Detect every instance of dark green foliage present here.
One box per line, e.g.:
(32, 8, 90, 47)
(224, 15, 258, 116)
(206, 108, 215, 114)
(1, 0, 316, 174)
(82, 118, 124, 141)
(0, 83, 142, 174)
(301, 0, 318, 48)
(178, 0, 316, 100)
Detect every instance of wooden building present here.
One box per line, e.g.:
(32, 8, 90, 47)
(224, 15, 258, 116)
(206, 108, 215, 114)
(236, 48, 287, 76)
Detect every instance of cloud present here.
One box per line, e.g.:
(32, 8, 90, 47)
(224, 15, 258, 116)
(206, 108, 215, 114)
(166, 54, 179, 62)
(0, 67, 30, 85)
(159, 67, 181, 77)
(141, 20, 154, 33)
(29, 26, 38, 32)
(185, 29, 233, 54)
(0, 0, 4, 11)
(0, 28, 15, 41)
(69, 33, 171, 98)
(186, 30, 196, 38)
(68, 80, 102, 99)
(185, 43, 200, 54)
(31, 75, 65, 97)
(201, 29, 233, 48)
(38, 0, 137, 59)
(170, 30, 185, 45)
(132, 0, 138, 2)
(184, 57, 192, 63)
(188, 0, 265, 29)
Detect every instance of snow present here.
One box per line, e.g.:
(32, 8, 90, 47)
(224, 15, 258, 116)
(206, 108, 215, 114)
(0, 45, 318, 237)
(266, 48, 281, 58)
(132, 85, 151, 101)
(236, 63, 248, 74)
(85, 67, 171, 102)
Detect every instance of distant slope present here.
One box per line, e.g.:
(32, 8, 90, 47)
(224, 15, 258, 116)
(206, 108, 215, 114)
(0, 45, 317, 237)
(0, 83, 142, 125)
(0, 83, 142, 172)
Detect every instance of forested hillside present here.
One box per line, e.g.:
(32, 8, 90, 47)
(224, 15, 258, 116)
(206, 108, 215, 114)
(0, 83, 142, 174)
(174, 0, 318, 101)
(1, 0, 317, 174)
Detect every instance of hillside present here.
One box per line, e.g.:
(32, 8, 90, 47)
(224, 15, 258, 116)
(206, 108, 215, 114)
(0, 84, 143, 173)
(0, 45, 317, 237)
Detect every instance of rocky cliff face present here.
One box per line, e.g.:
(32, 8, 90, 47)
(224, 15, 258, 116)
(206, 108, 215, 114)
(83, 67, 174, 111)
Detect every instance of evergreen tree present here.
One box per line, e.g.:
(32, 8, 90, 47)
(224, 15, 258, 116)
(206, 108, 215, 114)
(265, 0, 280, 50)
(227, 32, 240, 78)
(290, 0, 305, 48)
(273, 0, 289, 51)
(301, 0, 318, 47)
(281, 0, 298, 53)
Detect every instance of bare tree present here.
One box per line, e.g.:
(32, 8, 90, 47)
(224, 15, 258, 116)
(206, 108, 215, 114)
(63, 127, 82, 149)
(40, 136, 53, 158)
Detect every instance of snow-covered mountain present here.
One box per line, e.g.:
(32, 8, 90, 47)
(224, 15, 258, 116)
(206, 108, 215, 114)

···

-- Task directions --
Count the lines in the material containing the string "hillside", and state the number with nothing added.

-- Solution --
2